____ PROVIDED PASSAGE

I ran a bath today. My first since before Archie was born. I’ve waited patiently for it, I had to wait six weeks for my scar to heal and my bleeding to stop.
Thursday Archie had his first set of injections, I also got a whooping-cough, diphtheria and tetanus booster at the same time. My arm is sore & I’ve got the snuffles, so Archie must be sore too. Yesterday, Friday, was also a big day, we went to watch Cadel Evans come home to Melbourne and were both out all day. We then had people over for dinner. Today I woke up in a funny mood; Despite Hubs doing the 1am feed so I slept from 10:30-4:30, (which was bliss and probably the longest stretch of sleep I’d had since April), I felt discombobulated. I went back to sleep after breakfast, but am still tired out now.
Being grumpy round the edges, I wasn’t picking up on cheeky comments from Hubs, I was just getting cross as it sounded like he was being a smart arse. I needed some ‘me time’ I turned the taps on, ran the bath hot and deep. I can tell you it was 40c, as I popped Archie’s bath thermometer into it, as he was joining me for a quick dip before I laid back for a wallow.

________
____ EXTRACTED MATERIAL

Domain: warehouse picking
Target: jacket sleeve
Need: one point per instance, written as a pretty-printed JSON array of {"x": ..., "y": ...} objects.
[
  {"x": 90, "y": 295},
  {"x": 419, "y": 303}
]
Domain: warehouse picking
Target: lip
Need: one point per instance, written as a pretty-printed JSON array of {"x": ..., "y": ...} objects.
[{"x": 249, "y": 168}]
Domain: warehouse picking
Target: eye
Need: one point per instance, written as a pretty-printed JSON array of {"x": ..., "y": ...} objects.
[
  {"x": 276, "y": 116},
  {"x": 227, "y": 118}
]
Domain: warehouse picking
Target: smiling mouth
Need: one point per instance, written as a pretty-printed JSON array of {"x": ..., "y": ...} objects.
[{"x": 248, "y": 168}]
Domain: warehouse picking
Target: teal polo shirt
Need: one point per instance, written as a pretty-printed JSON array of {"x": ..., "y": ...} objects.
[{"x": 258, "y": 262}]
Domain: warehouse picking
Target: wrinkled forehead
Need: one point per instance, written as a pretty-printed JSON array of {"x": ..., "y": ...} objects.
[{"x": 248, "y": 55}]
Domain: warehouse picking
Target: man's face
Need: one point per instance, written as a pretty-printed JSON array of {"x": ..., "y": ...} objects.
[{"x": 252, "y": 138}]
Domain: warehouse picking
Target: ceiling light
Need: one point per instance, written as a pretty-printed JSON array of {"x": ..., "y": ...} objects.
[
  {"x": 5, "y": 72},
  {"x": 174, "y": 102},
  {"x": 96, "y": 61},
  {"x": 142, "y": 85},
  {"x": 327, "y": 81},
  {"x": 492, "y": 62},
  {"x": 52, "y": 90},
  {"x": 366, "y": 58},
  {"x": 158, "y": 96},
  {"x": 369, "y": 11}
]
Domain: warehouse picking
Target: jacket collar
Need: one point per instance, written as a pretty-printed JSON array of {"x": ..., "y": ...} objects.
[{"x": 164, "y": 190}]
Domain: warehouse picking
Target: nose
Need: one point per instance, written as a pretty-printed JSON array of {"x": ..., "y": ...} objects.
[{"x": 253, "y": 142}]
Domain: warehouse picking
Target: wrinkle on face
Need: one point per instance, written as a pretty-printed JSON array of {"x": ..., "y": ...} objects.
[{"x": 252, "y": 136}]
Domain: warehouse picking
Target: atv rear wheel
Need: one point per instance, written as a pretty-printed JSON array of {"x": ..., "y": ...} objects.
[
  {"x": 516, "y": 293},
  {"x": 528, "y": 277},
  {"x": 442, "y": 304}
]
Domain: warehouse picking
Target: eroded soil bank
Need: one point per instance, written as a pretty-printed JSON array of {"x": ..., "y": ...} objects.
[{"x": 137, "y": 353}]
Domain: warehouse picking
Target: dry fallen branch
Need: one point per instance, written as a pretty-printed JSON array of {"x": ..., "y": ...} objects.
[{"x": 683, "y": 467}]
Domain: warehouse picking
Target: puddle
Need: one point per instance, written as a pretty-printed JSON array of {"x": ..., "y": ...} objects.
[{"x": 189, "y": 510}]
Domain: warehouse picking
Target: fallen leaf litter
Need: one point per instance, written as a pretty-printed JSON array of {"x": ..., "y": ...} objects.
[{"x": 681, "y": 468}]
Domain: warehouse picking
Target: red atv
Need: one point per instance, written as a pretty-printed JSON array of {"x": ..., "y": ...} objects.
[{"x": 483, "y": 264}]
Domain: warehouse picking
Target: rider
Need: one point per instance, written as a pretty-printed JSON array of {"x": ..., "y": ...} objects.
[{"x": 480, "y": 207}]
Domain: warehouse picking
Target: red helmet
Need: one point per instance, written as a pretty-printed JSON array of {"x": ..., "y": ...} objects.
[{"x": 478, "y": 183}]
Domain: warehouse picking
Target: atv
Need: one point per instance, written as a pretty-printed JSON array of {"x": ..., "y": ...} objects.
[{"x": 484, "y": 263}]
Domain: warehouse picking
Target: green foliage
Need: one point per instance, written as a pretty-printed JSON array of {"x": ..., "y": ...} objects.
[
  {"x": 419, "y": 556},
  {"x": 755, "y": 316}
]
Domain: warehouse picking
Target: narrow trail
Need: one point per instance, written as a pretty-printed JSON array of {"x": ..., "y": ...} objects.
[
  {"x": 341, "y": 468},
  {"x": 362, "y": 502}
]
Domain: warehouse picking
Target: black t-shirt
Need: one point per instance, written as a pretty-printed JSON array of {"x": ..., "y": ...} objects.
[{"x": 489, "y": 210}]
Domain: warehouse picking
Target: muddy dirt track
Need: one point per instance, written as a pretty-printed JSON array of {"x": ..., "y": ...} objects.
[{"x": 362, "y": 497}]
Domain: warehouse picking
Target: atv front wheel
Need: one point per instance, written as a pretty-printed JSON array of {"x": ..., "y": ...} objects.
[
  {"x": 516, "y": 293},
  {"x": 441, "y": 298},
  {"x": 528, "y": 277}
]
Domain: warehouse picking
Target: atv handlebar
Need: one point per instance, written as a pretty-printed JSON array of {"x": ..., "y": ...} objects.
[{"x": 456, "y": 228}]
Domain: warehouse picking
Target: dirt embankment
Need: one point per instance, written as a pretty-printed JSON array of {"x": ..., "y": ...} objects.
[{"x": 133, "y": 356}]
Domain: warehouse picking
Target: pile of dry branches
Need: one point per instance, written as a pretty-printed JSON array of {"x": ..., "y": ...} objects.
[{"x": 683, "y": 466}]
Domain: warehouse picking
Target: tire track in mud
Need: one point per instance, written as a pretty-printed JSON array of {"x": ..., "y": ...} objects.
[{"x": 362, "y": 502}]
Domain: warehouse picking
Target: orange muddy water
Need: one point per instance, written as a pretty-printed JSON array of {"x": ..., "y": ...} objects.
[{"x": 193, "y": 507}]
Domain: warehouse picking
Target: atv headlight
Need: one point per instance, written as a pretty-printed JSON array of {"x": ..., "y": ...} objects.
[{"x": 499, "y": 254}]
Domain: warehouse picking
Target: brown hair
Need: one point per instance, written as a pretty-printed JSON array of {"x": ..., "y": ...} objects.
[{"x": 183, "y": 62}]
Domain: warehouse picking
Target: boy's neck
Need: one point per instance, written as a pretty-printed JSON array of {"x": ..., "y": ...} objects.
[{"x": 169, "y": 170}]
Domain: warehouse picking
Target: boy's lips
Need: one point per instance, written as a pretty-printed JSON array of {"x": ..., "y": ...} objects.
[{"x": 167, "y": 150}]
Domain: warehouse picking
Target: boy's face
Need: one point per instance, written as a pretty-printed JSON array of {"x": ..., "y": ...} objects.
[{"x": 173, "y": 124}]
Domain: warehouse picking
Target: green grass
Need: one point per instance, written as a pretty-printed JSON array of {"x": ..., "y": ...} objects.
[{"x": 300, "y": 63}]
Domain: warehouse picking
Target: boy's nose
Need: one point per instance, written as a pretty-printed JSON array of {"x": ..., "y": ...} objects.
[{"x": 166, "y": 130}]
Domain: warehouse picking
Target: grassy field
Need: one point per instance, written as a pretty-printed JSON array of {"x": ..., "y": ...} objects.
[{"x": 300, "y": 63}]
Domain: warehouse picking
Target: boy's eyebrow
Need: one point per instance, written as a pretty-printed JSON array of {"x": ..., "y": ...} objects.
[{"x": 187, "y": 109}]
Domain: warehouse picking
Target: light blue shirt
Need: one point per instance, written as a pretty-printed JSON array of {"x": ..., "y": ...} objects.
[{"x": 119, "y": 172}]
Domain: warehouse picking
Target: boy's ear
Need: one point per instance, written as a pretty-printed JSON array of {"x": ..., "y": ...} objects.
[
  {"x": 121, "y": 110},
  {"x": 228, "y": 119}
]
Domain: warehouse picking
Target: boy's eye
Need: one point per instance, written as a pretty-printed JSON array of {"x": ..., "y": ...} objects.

________

WORK TASK 1 ::
Please reproduce the part of the bath journal entry that begins at "Thursday Archie had" and stops after "tired out now.".
WORK TASK 2 ::
Write what comes next in the bath journal entry, picking up after its final sentence.

RESPONSE BOX 1 ::
Thursday Archie had his first set of injections, I also got a whooping-cough, diphtheria and tetanus booster at the same time. My arm is sore & I’ve got the snuffles, so Archie must be sore too. Yesterday, Friday, was also a big day, we went to watch Cadel Evans come home to Melbourne and were both out all day. We then had people over for dinner. Today I woke up in a funny mood; Despite Hubs doing the 1am feed so I slept from 10:30-4:30, (which was bliss and probably the longest stretch of sleep I’d had since April), I felt discombobulated. I went back to sleep after breakfast, but am still tired out now.

RESPONSE BOX 2 ::
Hubs brought him in, and he floated in the patchouli scented water. I had crumbled Blue Skies & Fluffy White Clouds into the water. Swishing him back and forth, he kicked his legs and grinned at us. Then Hubs took him out, dried & dressed him. I added more hot water. And a bit more hot water.
I laid back and put my head under the water to my ears. Silence. My hair floating like seaweed as I ran my fingers through it. My back relaxed as I floated in the tub. My mind switched off. I was on my own, with no baby attached to me, or holding onto me, I had no decisions to make, no washing to do, hang up, fold or put away, the housework can wait.
After washing my hair, I leant forward to look at the little rainbows reflected in the remaining bubbles, popping the bigger ones with my finger. I stole 20 minutes in a bath, on my own.
Mum, for every time I climbed in the bath to join you, I’m truly sorry.